__Written request A__
Write out the Xebec Adsorption thread from "I just posted" down to "revenue in 2020.".
__Written request B__
Answer these from the Xebec Adsorption thread:
(i) Which source gave the company a STRONG BUY rating?
(ii) Which three advanced charting measures does the second post call "very toppish"?
(iii) At what share price level does the third post say its writer first became aware of the company?

__Source passage__

......

# Xebec Adsorption Inc. (CVE: XBC)



## naysmitj (Sep 16, 2014)

I just posted this in the Investing forum, probably should have been here.

This is my speculative investment for 2020 is 

(CVE: XBC) Xebec Adsorption Inc. 

This is a Profitable small cap in an extremely fast growing market with a healthy backlog of orders.

They are one of the leaders in what is estimated to be market exceeding $1.0B, they could hit $100M in revenue in 2020.

There are a number of positive comments in stockchase, link below.

https://stockchase.com/company/view/5736/XBC-X

Source Rating	Current	Issue Date

Raymond James1 STRONG BUY 2-Jan-20
Canaccord Genuity1 SPECULATIVE BUY	25-Nov-19
H C Wainwright1 BUY 18-Jun-19

Currently $2.50 range with estimates as high as $3.50 in 2020.

GLTA


----------



## humble_pie (Jun 7, 2009)

^^ yes it's an interesting newish company

but there are some momentary negatives. Advanced charting (stochs, RSI, MFI) are very toppish. Significantly also, there has recently been massive insider selling after the runup. In fact, one insider managed to sell a huge bundle just before the new issue. It looked like he was selling only a day or two before insiders' mandatory blackout period would have commenced ... yet i imagine he must have had an inkling that a share offering could be in the works.

my take: wait & see. not overly bullish at lofty levels. keep an eye on this company for time being.


----------



## cliffsecord (Jan 10, 2020)

Well, I've been aware of this company for at least a year ($ 0.70 level). I read about their technology and where it falls and I like what I read. I can see how this fits into the renewable/green energy and movement. They seem to be getting new contracts but I feel that they are just small try and see contracts. We'll also have to see how scalable their technology really is.

I find that small companies can have really good technology but management can really hinder growth if they don't know how to manage the growth. I've learned that first hand with the start up high tech company I worked for in early 2000s - in a positive way. Being an engineer I thought that all you need is a good product/technology, but I soon realized that the product is a small part of the company. The real money is made from the marketing and reputation.

......

__Data provided__

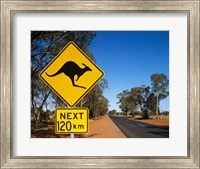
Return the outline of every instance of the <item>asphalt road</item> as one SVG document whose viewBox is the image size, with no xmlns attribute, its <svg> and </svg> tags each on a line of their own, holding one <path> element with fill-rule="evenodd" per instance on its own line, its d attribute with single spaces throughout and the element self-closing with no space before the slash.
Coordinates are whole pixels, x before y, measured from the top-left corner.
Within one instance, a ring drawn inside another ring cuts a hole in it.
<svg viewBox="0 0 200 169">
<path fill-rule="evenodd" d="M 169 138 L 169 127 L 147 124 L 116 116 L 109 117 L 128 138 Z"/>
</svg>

......

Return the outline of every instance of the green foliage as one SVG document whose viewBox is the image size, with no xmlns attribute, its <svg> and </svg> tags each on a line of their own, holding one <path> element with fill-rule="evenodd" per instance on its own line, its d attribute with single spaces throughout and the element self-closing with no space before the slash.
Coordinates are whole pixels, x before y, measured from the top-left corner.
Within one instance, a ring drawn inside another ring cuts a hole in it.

......

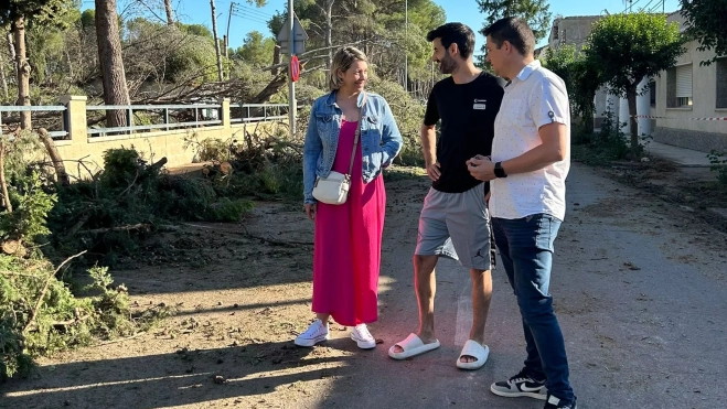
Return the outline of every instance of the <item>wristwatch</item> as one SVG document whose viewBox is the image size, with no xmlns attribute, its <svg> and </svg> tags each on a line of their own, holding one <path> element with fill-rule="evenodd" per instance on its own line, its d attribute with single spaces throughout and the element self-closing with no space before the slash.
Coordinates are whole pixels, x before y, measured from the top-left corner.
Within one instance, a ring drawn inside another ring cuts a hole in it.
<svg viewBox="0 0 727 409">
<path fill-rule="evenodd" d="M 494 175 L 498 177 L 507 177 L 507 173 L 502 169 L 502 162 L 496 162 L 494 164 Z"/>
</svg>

......

__Written solution A__
I just posted this in the Investing forum, probably should have been here.

This is my speculative investment for 2020 is 

(CVE: XBC) Xebec Adsorption Inc. 

This is a Profitable small cap in an extremely fast growing market with a healthy backlog of orders.

They are one of the leaders in what is estimated to be market exceeding $1.0B, they could hit $100M in revenue in 2020.

__Written solution B__
(i) Raymond James
(ii) Stochs, RSI and MFI
(iii) $0.70